- Instructions to follow
When the listing below reaches the line that has "If you could point at the stadium crowd", start reproducing exactly; stop after the line that has "If you could point at the tree in", and drop the pictures.

- Material to process

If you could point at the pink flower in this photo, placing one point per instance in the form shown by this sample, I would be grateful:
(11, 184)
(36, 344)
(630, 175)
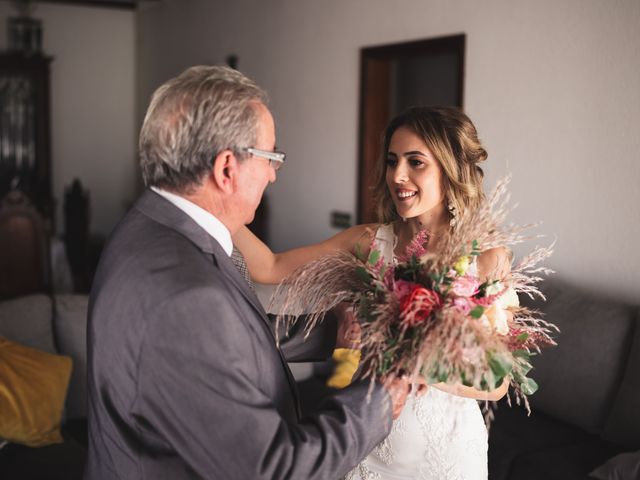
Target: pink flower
(465, 286)
(462, 304)
(416, 307)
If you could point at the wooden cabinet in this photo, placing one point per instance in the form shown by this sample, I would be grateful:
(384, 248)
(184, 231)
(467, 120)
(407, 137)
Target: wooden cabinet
(25, 153)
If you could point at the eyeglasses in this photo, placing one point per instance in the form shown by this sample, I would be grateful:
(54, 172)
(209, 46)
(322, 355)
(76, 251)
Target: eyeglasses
(276, 159)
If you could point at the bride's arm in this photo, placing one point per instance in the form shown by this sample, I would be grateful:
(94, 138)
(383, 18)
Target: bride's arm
(470, 392)
(268, 267)
(492, 264)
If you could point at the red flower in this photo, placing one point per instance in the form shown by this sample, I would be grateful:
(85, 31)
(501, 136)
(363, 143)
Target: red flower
(416, 307)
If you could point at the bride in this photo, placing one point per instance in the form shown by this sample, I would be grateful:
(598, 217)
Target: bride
(428, 176)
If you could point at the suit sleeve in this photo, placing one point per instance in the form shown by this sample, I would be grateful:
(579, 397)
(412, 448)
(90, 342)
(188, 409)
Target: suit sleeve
(202, 392)
(318, 345)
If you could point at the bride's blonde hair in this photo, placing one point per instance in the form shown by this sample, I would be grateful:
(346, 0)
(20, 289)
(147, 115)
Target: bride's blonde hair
(453, 140)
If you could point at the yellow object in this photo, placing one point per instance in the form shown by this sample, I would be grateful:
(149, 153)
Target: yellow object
(347, 361)
(33, 387)
(462, 265)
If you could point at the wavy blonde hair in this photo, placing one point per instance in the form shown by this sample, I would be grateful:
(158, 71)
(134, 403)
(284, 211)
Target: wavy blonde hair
(453, 140)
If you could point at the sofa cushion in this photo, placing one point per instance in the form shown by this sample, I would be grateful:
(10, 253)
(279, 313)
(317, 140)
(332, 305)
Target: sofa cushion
(33, 386)
(623, 424)
(71, 328)
(514, 434)
(27, 320)
(580, 377)
(64, 461)
(625, 466)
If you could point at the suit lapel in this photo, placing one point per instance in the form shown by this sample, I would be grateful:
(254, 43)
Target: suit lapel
(232, 273)
(164, 212)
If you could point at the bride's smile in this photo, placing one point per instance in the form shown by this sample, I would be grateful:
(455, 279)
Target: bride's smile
(414, 179)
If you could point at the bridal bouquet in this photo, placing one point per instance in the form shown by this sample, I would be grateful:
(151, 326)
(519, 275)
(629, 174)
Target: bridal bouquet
(431, 316)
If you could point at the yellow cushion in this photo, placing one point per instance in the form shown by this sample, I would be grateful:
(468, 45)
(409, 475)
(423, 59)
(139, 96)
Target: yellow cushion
(347, 361)
(33, 387)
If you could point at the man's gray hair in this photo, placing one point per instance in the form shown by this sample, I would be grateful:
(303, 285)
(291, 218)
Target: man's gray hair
(191, 119)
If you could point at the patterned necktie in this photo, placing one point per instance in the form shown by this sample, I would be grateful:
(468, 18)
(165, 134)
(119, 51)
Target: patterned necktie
(238, 260)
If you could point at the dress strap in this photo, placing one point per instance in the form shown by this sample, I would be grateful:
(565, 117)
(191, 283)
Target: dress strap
(386, 242)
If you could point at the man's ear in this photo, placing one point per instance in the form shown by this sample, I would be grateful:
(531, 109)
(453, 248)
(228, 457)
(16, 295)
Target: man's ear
(225, 171)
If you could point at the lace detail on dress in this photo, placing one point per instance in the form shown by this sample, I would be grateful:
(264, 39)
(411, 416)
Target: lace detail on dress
(363, 474)
(438, 436)
(384, 450)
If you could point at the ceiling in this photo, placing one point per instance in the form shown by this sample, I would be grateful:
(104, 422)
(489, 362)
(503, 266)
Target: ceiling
(128, 4)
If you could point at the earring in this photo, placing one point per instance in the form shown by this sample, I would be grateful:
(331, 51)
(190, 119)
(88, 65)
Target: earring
(454, 213)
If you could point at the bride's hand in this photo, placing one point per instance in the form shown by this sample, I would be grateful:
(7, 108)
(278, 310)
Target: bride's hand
(470, 392)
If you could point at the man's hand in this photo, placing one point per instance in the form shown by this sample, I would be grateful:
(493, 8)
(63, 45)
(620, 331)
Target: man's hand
(398, 388)
(348, 327)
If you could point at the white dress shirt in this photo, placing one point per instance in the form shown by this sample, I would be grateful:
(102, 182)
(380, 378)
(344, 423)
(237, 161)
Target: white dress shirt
(211, 224)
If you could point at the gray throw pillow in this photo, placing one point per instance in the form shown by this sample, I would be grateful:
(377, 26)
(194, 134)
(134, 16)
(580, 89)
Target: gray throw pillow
(625, 466)
(27, 320)
(71, 327)
(579, 378)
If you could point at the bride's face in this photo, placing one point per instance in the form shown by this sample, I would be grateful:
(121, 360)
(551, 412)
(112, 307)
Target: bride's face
(414, 176)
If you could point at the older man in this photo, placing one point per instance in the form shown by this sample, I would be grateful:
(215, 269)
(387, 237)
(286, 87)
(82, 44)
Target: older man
(185, 379)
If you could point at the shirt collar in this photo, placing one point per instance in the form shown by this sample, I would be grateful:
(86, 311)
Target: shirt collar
(206, 220)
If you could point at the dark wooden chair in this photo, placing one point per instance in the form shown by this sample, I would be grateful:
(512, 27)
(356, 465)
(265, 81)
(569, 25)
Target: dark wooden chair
(24, 248)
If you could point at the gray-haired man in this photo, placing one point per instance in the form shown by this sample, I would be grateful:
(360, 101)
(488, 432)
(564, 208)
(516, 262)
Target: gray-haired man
(185, 380)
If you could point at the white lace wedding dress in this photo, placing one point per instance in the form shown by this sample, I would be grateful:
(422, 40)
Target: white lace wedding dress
(438, 436)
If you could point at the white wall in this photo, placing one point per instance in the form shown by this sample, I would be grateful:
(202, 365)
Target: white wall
(553, 88)
(93, 130)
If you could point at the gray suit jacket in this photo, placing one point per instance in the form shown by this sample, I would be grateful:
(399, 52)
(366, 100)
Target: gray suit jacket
(185, 380)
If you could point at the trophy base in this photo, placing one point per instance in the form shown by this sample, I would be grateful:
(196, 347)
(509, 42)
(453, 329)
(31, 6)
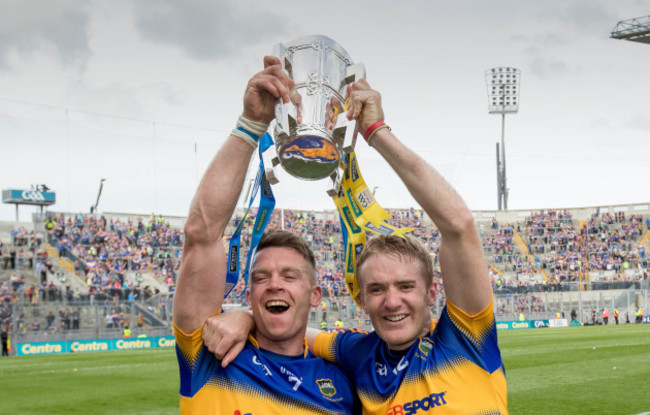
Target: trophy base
(309, 157)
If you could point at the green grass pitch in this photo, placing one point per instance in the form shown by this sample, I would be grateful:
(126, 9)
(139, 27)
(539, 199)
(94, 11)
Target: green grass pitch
(574, 370)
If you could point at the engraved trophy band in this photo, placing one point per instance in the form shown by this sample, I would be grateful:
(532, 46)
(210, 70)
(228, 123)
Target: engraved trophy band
(312, 132)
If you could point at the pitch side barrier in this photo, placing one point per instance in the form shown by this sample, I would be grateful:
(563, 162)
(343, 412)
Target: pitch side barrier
(531, 324)
(99, 345)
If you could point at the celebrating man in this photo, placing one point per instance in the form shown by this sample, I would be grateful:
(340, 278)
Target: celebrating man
(411, 363)
(275, 373)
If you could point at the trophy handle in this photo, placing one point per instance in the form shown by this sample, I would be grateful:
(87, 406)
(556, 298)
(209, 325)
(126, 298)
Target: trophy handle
(352, 73)
(282, 127)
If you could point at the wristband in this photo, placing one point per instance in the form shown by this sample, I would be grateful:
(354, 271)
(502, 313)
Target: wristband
(370, 131)
(249, 131)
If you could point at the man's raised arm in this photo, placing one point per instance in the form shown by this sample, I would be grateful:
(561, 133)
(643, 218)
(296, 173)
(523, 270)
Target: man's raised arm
(463, 267)
(201, 282)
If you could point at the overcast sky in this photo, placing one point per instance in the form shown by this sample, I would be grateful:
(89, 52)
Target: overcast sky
(143, 93)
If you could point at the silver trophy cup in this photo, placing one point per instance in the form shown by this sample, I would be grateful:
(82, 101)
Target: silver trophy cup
(312, 131)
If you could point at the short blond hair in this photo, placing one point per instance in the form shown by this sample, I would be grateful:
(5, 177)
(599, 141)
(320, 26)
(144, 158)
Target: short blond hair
(406, 247)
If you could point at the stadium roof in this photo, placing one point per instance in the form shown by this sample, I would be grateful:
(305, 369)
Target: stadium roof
(636, 30)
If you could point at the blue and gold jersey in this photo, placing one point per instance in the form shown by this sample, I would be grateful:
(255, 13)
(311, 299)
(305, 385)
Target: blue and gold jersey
(259, 382)
(455, 369)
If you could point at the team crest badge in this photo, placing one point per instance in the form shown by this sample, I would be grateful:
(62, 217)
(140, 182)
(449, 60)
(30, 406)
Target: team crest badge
(425, 346)
(326, 387)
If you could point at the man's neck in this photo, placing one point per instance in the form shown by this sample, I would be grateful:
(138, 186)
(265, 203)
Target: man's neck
(290, 347)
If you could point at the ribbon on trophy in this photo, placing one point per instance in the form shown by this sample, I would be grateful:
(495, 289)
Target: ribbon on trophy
(359, 212)
(266, 206)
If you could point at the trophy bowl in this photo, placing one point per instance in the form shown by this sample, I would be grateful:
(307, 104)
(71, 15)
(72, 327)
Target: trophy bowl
(311, 131)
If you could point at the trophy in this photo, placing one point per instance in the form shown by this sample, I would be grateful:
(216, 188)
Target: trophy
(312, 132)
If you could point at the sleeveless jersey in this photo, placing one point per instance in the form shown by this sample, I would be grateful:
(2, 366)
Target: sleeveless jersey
(455, 369)
(259, 381)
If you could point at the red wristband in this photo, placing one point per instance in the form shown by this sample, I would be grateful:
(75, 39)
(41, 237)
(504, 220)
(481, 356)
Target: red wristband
(372, 129)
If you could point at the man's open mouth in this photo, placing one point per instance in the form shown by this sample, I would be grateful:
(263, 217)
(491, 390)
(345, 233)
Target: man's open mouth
(396, 318)
(277, 307)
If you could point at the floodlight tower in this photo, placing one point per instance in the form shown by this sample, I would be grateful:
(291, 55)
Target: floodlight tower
(635, 30)
(503, 98)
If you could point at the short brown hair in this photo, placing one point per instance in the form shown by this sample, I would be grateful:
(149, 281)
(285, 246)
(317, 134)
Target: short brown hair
(283, 239)
(406, 247)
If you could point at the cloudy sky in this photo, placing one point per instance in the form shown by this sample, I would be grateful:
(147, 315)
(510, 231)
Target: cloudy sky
(142, 93)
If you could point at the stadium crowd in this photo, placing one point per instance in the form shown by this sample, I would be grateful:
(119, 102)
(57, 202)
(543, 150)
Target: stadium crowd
(553, 250)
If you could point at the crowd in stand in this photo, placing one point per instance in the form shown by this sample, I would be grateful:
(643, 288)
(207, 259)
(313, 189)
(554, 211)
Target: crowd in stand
(552, 247)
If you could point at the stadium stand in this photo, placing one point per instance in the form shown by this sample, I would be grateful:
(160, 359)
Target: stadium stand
(89, 276)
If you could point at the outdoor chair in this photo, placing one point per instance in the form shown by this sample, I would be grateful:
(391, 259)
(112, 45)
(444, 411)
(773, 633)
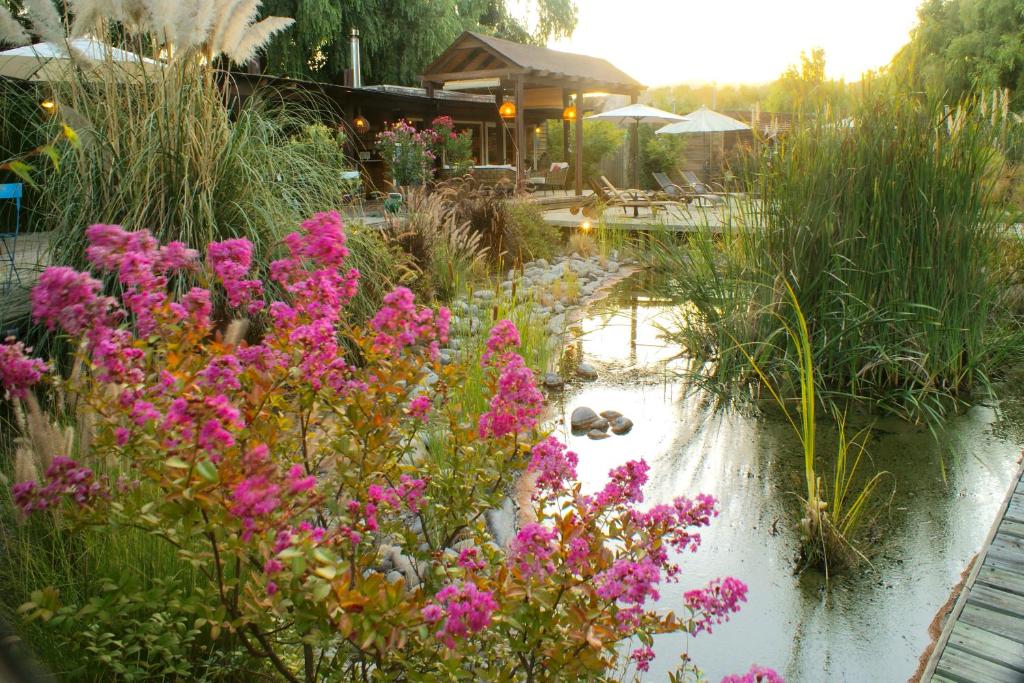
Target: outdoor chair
(629, 199)
(554, 178)
(700, 190)
(8, 239)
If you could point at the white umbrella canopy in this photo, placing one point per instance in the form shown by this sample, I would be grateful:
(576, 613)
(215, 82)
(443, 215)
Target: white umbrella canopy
(637, 114)
(704, 121)
(51, 61)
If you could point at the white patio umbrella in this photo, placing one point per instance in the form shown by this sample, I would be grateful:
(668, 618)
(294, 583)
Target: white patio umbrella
(704, 121)
(637, 114)
(51, 61)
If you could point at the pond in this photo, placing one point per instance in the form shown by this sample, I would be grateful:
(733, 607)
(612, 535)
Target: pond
(870, 624)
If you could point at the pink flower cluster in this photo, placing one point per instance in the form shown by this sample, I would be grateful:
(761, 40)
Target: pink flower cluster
(17, 371)
(554, 465)
(531, 550)
(66, 478)
(755, 675)
(464, 608)
(642, 656)
(625, 485)
(400, 325)
(714, 603)
(517, 401)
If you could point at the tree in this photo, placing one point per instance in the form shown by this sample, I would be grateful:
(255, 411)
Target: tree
(962, 46)
(398, 37)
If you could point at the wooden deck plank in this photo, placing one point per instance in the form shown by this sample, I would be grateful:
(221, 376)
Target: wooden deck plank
(962, 666)
(1006, 578)
(988, 645)
(996, 623)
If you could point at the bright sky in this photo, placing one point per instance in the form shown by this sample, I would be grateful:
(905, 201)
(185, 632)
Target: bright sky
(663, 42)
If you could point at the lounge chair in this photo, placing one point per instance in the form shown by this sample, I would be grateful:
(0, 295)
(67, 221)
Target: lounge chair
(701, 190)
(628, 199)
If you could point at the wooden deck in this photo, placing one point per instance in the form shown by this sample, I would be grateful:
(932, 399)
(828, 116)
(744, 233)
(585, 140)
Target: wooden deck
(983, 637)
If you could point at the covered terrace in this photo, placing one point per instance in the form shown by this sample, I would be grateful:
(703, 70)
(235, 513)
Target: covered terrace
(530, 85)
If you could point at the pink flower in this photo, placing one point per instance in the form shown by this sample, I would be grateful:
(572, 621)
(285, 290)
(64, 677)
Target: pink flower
(516, 404)
(419, 408)
(642, 656)
(17, 371)
(467, 610)
(755, 675)
(713, 604)
(555, 466)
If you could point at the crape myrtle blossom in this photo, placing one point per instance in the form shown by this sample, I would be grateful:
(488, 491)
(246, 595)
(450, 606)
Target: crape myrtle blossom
(18, 372)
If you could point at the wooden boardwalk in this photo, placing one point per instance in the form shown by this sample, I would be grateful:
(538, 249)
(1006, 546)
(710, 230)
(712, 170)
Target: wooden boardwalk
(983, 637)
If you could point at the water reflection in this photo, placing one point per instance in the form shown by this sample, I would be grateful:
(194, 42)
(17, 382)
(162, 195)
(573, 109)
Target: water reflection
(871, 624)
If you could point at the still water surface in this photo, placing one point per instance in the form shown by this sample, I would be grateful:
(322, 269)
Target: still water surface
(871, 624)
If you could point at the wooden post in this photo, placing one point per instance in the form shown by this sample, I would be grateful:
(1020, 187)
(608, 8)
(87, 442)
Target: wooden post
(520, 135)
(635, 143)
(566, 128)
(580, 142)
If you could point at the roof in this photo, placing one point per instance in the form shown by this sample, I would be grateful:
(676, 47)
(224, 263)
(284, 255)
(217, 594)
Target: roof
(474, 54)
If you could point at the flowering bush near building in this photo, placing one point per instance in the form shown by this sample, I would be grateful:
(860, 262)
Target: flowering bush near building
(285, 471)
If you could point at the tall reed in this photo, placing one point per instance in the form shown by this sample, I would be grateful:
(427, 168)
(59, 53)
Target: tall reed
(890, 236)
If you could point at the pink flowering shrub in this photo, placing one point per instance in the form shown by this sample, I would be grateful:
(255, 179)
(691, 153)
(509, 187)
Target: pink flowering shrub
(292, 472)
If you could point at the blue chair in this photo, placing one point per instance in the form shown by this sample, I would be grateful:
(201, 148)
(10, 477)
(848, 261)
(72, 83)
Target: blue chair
(8, 241)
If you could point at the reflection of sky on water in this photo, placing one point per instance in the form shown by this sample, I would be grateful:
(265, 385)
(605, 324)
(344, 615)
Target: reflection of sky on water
(871, 624)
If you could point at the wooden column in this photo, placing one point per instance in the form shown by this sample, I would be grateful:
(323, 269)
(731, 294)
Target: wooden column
(566, 128)
(635, 147)
(579, 142)
(520, 135)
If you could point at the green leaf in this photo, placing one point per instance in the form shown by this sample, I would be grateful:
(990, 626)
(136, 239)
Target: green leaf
(208, 471)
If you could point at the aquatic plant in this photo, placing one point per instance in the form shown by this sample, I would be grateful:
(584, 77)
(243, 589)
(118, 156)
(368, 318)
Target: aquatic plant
(889, 233)
(285, 473)
(834, 522)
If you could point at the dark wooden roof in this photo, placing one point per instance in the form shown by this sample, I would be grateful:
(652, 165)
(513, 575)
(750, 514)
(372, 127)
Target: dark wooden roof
(475, 55)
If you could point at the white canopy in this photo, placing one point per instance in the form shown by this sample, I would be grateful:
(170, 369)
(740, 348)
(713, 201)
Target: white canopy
(49, 61)
(704, 121)
(638, 114)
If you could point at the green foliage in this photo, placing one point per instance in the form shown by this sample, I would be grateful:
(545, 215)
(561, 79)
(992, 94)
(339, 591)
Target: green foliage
(600, 139)
(398, 37)
(966, 46)
(890, 237)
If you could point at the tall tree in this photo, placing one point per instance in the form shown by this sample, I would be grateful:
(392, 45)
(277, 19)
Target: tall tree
(398, 37)
(961, 46)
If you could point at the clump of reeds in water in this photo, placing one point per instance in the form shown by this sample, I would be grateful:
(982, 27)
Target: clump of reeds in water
(835, 517)
(888, 227)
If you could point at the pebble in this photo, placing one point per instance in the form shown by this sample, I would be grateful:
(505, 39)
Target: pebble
(622, 425)
(582, 418)
(553, 381)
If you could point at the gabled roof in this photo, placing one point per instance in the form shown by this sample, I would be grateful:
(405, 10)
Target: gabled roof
(478, 55)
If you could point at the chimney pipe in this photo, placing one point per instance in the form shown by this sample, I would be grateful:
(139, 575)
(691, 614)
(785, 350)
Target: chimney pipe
(356, 59)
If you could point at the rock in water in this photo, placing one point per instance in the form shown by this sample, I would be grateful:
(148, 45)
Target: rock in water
(553, 381)
(622, 425)
(583, 417)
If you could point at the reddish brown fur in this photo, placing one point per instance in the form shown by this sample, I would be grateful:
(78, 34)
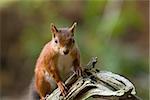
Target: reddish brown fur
(48, 61)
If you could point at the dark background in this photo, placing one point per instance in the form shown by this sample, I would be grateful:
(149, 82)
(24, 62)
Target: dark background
(117, 32)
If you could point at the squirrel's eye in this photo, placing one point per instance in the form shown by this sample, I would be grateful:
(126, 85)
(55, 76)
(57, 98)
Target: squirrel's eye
(56, 41)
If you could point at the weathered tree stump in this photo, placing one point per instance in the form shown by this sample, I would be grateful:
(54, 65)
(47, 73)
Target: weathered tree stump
(102, 85)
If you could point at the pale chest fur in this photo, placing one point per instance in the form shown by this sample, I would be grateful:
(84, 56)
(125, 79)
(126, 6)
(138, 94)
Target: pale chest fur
(64, 64)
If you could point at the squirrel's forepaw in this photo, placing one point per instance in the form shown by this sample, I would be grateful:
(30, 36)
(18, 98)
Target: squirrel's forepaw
(78, 71)
(62, 88)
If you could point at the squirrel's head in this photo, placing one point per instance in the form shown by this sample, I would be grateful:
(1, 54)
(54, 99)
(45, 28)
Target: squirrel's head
(63, 38)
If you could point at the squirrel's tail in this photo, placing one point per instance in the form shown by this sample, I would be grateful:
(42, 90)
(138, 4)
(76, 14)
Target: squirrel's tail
(33, 95)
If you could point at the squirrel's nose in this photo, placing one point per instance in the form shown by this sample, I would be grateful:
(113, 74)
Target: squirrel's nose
(66, 52)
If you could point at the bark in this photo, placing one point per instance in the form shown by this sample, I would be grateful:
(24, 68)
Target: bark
(101, 85)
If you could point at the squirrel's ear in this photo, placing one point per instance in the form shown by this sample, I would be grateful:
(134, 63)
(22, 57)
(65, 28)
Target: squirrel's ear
(72, 28)
(53, 28)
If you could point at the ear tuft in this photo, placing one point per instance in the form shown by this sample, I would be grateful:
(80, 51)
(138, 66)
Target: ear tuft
(53, 28)
(72, 28)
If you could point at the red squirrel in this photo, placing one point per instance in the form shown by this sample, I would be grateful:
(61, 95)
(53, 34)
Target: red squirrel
(55, 60)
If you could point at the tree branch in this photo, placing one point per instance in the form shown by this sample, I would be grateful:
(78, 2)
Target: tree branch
(96, 84)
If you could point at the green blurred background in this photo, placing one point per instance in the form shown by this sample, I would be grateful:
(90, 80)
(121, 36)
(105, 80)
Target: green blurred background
(117, 32)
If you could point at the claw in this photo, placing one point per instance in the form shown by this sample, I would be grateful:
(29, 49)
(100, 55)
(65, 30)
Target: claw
(62, 88)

- Exercise solution
If you could point at the stadium crowd in this photo, placing one point per instance in the form shown by this sample, I would be grateful:
(119, 102)
(57, 202)
(543, 150)
Target: stadium crowd
(553, 250)
If you could point at the crowd in stand in this photo, placing one point per instance in the form shown by this sample, I would be grateful:
(643, 288)
(207, 259)
(313, 189)
(554, 211)
Target: crowd in stand
(552, 247)
If you could point at the stadium stand in this photo, placing one point per instance in the form shown by this sample, I would be grateful:
(160, 359)
Target: stadium stand
(89, 276)
If you could point at the outdoor chair in this photo, placing one point per instance in the form shown by this sample, I would be grateful:
(391, 259)
(112, 45)
(444, 411)
(773, 633)
Target: outdoor chair
(629, 199)
(554, 178)
(700, 190)
(8, 239)
If you could point at the white umbrella canopy in this photo, placing one point per instance in the form shown by this sample, I would be grateful:
(576, 613)
(215, 82)
(443, 215)
Target: white umbrella canopy
(637, 114)
(704, 121)
(51, 61)
If you could point at the white patio umbrella in this photo, placing one point per instance in the form shown by this sample, I would be grateful:
(668, 618)
(294, 583)
Target: white patio umbrella
(704, 121)
(637, 114)
(51, 61)
If you could point at the pond in this photo, placing one point per instance in the form shown by this sample, I would be grateful:
(733, 607)
(612, 535)
Target: pond
(870, 624)
If you could point at the pink flower cluster in this photo, placing one point per instance in the form shown by this sample, I would be grateful:
(761, 40)
Target: pink flower cluster
(17, 371)
(554, 465)
(531, 550)
(66, 478)
(755, 675)
(464, 608)
(642, 656)
(625, 485)
(400, 325)
(714, 603)
(517, 401)
If you could point at the tree in this photo, placing one point per instance in the form shown by this sample, I would be grateful:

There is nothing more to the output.